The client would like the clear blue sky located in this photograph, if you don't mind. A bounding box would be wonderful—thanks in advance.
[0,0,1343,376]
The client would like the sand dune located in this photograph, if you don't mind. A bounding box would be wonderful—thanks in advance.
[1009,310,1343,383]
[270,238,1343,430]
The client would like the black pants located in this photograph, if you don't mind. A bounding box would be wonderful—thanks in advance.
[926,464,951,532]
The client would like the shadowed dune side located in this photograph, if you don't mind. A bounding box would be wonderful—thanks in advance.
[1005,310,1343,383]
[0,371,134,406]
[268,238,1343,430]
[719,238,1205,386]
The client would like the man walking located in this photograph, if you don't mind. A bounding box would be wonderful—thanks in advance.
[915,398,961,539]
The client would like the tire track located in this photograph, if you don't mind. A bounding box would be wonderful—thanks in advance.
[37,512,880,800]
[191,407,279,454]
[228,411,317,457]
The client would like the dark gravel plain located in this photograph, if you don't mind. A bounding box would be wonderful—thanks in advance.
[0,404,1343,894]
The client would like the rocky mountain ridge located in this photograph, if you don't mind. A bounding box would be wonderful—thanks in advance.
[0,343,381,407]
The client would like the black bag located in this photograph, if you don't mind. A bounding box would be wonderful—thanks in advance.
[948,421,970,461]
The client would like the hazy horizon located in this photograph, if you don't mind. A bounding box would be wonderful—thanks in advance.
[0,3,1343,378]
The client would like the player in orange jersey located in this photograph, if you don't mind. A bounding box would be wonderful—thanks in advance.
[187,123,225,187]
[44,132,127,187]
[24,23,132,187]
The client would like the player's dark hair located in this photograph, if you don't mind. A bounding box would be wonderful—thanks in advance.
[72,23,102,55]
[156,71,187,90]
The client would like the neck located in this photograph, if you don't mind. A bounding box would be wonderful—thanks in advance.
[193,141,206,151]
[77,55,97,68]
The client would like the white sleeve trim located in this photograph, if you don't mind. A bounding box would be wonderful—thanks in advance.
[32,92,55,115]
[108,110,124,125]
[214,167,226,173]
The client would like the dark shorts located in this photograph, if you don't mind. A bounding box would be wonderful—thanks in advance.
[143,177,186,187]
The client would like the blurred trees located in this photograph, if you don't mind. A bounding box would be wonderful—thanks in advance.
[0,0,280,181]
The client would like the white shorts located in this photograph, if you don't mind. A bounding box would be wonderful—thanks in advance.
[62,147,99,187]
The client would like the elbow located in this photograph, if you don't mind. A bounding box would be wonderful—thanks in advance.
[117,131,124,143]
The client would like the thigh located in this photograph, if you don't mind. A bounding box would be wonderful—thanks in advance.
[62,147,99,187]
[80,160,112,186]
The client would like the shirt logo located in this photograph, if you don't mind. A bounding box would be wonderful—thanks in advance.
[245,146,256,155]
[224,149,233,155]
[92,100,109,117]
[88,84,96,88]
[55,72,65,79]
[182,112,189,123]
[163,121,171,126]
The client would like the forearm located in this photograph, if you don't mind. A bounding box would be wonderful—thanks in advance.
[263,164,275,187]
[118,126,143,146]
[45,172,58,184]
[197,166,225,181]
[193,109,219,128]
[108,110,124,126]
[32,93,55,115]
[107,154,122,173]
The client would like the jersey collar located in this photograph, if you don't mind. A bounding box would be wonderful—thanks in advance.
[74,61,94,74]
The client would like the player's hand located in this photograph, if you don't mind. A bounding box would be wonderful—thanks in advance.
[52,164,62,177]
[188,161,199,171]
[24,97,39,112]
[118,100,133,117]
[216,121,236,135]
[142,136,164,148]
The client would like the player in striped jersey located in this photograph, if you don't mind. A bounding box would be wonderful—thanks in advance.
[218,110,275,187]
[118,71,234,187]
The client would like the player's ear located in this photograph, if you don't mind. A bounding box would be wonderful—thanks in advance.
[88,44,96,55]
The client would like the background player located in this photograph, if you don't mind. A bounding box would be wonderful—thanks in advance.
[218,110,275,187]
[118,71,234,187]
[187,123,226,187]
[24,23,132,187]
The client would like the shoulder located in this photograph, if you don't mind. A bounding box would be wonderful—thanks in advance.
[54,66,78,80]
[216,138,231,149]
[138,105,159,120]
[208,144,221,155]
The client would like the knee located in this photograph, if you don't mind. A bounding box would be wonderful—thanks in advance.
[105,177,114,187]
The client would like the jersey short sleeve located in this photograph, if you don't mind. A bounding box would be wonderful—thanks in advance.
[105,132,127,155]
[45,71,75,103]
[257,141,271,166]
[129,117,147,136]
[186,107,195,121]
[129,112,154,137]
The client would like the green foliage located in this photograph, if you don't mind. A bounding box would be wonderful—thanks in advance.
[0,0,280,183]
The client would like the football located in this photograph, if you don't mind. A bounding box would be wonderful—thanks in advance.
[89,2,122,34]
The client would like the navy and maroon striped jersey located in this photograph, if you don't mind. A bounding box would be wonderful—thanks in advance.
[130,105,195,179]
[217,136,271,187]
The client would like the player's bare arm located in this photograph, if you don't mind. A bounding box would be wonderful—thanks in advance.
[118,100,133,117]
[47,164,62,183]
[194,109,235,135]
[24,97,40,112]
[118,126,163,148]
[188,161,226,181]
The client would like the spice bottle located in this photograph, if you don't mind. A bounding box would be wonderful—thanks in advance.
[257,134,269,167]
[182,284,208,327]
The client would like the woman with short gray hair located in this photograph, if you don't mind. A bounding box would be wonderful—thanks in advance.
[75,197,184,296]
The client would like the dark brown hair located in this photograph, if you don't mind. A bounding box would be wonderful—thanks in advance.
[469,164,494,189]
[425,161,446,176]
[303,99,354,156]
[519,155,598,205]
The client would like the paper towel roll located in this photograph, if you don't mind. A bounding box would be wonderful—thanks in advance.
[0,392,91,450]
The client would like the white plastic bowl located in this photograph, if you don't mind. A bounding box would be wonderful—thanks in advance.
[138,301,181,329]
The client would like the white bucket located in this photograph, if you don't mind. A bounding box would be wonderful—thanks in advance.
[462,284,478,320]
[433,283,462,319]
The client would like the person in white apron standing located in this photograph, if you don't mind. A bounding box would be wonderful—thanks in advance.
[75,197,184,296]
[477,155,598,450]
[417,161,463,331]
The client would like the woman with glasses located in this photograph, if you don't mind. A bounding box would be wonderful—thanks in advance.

+===+

_TASK STATEMENT_: Rewrite all the rows above, replacing "The client" with "The customer" wherever it occurs and leaving everything else unchanged.

_RESPONSE BELOW_:
The customer would like the clear blue sky located in this photograph, if you don't mind. A bounding box would be wonderful—thanks in advance.
[0,0,1343,376]
The customer would like the sand dune located in this photograph, if you don't mind. A bounding box would be wonderful—thanks in advance.
[1009,310,1343,383]
[270,238,1343,430]
The customer would like the black pants located in this photograph, if you don't mind. A bounding box would be wonderful—thanks in advance.
[926,464,951,532]
The customer would like the shadowed dune side located in this photograph, if you don't mind. A bounding box would be wonderful—thanks in advance.
[1005,310,1343,383]
[0,371,134,406]
[268,238,1343,430]
[719,238,1205,386]
The customer would like the man walking located in this photograph, if you don't mind. A bounding box would be wonderful—thanks in advance.
[915,398,961,539]
The customer would like the tire track located in this photograph, if you don't mind. A bounding box would be wonderful—thanks in advance.
[37,512,880,800]
[191,407,279,454]
[228,411,317,457]
The customer would like the dark gravel plain located in this photograph, if you don't mind. A bounding box would be wonderful—thanks in advance.
[0,404,1343,894]
The customer would like the rocky mountain ridge located in this photograph, if you don't mind. A bounding box would be wonderful—thanks in advance.
[0,343,381,407]
The customer would like the black bag located in this photograph, if you don't mind. A bounding box would be wonderful—thanks in advance.
[948,421,970,461]
The customer would like the hazy horizon located in this photograph, if you don't mind. A bounding box would be wonderful—thanks in advance.
[0,3,1343,378]
The customer would like the player in orange jersey located in this photograph, if you don't mind. A bounding box would be wonderful—thanks in advance.
[187,123,225,187]
[44,132,127,187]
[24,23,132,187]
The customer would like the player's dark hair located in this photograph, if you don't mind. A bounding box would be wonderful—thanks in advance.
[72,23,102,55]
[156,71,187,90]
The customer would like the neck located in this photograph, if you don't mind. A bounding box would be wonderful—thanks in advance.
[193,141,206,151]
[77,55,97,68]
The customer would like the white sleeve trim located in this photograph, if you don't mind. A bounding box would be wonderful—thanks in advance.
[32,92,55,115]
[108,110,124,125]
[214,167,226,173]
The customer would like the dark shorts located in this photograph, if you don't mind. A bounding box would be wonderful—thanks in advance.
[143,177,186,187]
The customer would like the blurred trees located in this photograph, if you don't mind. A bounding box would be wonderful—thanks in advance.
[0,0,280,181]
The customer would like the white shorts located in this photograph, if you don't mind. A bounding box would be wonderful—thanks in advance.
[62,147,99,187]
The customer would like the elbow located in this photograph, if you don't mind. A bounding box would be wonderful—thanks in advance.
[117,131,124,143]
The customer would like the thigh located in this photograph, if you don't mind. A bounding box would be wonderful—thanks in advance.
[62,147,99,187]
[80,160,112,186]
The customer would like the shirt logo located in this photograph, if you don't mind. A bounding box would be wonderful—thanks in advance.
[245,146,256,155]
[224,149,233,155]
[92,100,109,117]
[88,84,96,88]
[55,72,65,79]
[182,112,189,123]
[163,121,171,126]
The customer would like the forearm located in this photograph, if you don't mind. A bounding box would be wonderful—thanks in advance.
[263,164,275,187]
[118,126,143,146]
[45,172,58,184]
[197,166,225,181]
[193,109,219,128]
[108,110,124,126]
[32,93,55,115]
[107,154,122,173]
The customer would like the jersey collar located in this photograph, if you don't mind. A bounding box would be wonderful—thanks in advance.
[74,61,94,74]
The customer would like the player's hand located in this photograph, if you don't mind. A bounding box would be wonderful—thanks in advance.
[52,164,62,177]
[188,161,199,171]
[24,97,39,112]
[118,100,133,117]
[216,121,236,135]
[142,136,164,148]
The customer would like the player in striped jersey located in this photograph, if you don't mind. A bounding box would be wonderful—thanks in advance.
[218,110,275,187]
[118,71,234,187]
The customer would like the player's ear located in this photograph, if you don't mind. A bounding box would be wonderful—thanks in advance.
[88,44,96,55]
The customer would like the background player located in this photograph, if you don't mind. A bounding box would be wonderful—thanks in advance.
[218,110,275,187]
[118,71,234,187]
[187,123,226,187]
[24,23,132,187]
The customer would like the shoulder located in this photograph, if you don't mind. A bounding box would be wonderful—thanks in advance.
[54,66,78,80]
[216,138,231,149]
[138,105,159,120]
[208,144,221,155]
The customer would like the knee located in this photograph, if you don't mind. A bounding box would be wonderful—thanks in advance.
[105,177,114,187]
The customer would like the jersey short sleeve located in this photograph, if you don't mind. A bounding box would be wonderful—thanks in advance.
[105,132,127,155]
[45,71,75,103]
[257,141,271,166]
[129,117,147,136]
[186,107,195,121]
[129,112,154,137]
The customer would like the green foliage located in this photograph, if you don't mind. A bounding box would be wonderful—thanks in advance.
[0,0,280,183]
The customer would like the football located in this photograph, if you don't mind. A bounding box would be wonderful—thanks in advance.
[89,2,122,34]
The customer would like the navy and maroon striped jersey located in this photograph, if you don't mind. A bounding box would be wonderful—thanks in advance.
[130,105,195,179]
[217,136,271,187]
The customer would like the player's bare arm located in this photograph, if you don't mind. A bounding box would be wonderful—thanks in advance.
[118,100,133,117]
[47,164,62,183]
[194,109,235,135]
[24,97,40,112]
[118,126,163,148]
[188,161,226,181]
The customer would like the spice bottle located in this photograph, if you don't mind. A bounding box would be wonderful—thanks in advance.
[257,134,269,167]
[182,284,208,327]
The customer would like the woman with short gray hair located in this photograph, if you don't mind. A bounding box would be wonderful—thanks in advance.
[75,197,184,296]
The customer would like the dark brown hair located in this photograph, if you don't mind. A bounding box would be wonderful—thanks in advance.
[469,164,494,189]
[425,161,446,176]
[303,99,354,156]
[519,155,598,205]
The customer would like the paper towel roll located in this photograph, if you don't mind. A bounding box would be wonderful—thanks in advance.
[0,392,91,450]
The customer would like the white plastic bowl located in this photograph, if you don't mind. A bounding box would be wonderful—thanks in advance.
[138,301,181,329]
The customer would like the white bucket located in this photograph, if you don't mind. A bounding box would be wonderful—thanks in advance.
[462,284,478,320]
[433,283,462,319]
The customer would like the person in white apron standing located in this photograph, if you don't mind. A bounding box would be wonderful—thanks in advance.
[75,197,184,296]
[477,155,598,450]
[417,161,463,331]
The customer would like the woman with glasses located in this photograph, if you don't mind. A bounding box would be wonderful—thanks in advance.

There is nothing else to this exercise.